**Records**:
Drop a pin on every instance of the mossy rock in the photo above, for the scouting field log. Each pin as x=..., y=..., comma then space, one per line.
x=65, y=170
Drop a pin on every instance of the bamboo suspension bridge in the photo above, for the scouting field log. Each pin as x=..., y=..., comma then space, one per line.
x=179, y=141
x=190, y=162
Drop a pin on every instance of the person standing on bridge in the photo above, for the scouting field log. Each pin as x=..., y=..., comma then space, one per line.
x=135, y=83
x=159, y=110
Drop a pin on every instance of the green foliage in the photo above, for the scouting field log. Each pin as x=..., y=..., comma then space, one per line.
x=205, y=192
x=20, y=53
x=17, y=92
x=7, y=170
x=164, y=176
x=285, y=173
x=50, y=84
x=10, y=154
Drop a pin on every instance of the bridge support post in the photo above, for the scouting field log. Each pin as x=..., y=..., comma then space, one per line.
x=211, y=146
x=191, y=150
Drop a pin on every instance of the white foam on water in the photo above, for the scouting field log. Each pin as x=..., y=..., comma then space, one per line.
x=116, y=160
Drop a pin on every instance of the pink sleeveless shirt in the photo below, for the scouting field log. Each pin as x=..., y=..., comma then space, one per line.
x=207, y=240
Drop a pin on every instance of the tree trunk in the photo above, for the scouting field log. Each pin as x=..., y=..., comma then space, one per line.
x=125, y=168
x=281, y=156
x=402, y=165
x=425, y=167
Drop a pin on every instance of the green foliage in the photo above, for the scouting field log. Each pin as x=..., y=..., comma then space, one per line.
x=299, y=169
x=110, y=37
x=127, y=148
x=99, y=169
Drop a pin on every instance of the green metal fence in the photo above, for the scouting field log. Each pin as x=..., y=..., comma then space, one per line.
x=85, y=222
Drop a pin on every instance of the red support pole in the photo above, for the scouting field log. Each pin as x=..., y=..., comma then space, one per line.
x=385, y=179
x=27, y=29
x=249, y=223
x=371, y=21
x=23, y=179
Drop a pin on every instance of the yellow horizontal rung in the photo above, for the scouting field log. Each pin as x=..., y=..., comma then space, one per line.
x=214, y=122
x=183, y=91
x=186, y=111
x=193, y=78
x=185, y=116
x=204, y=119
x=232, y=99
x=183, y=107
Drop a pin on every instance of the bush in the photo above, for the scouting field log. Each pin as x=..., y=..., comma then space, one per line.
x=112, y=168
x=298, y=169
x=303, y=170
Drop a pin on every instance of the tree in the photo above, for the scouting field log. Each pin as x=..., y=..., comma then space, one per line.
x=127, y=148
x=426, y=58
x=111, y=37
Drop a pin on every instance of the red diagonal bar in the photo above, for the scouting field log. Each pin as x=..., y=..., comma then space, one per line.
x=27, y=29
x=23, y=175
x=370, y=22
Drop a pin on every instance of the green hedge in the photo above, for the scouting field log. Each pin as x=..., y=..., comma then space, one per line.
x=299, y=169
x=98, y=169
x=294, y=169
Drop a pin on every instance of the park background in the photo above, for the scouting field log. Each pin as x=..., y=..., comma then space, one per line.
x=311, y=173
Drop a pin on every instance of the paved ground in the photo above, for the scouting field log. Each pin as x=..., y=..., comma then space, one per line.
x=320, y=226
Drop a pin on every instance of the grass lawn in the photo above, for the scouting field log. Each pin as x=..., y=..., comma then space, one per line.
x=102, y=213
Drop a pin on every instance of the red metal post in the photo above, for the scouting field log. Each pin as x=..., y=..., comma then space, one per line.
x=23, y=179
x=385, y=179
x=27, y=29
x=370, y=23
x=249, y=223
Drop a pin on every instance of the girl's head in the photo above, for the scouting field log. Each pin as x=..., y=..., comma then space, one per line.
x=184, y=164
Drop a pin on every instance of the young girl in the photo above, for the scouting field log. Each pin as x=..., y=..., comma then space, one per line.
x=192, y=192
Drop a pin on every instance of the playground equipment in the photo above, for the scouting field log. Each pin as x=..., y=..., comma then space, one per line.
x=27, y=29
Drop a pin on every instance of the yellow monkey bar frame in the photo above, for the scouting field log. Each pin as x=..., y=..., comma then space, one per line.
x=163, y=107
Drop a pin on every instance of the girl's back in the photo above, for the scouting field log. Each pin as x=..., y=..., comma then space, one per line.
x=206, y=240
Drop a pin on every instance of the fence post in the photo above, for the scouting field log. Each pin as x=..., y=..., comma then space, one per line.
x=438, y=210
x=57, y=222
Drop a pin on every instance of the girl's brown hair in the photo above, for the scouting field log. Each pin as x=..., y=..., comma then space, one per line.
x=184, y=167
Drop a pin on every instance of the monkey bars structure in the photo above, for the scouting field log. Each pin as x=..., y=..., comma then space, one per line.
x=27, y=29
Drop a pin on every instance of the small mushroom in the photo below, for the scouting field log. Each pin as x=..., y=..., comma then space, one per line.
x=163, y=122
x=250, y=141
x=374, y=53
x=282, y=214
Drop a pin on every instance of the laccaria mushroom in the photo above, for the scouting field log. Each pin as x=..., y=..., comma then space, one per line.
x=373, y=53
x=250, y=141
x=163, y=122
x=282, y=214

**Given task**: Give back exactly the lines from the line holding "Drop a pin on every instance of the fence" through the last line of the listing, including both.

**Solved exercise**:
Drop a pin on every instance of the fence post in the photo above, for the scouting field log. Each pin as x=..., y=..., comma then space, one per line.
x=438, y=210
x=57, y=222
Drop a pin on every instance of the girl's brown hair in the photo above, for the scouting field log. Each pin as x=..., y=..., comma then space, one per line.
x=184, y=167
Drop a pin on every instance of the monkey bars structure in the photo above, for the scouting field log. Each pin as x=..., y=..., comma then space, one per line.
x=27, y=29
Drop a pin on every instance of the small mushroom in the photo below, for the scouting field log. Each pin as x=..., y=..., comma then space, one per line.
x=163, y=122
x=250, y=141
x=374, y=53
x=282, y=214
Drop a pin on every instance of the laccaria mushroom in the photo above, for the scouting field log. Each pin as x=..., y=..., comma then space, one per line.
x=373, y=53
x=250, y=141
x=163, y=122
x=282, y=214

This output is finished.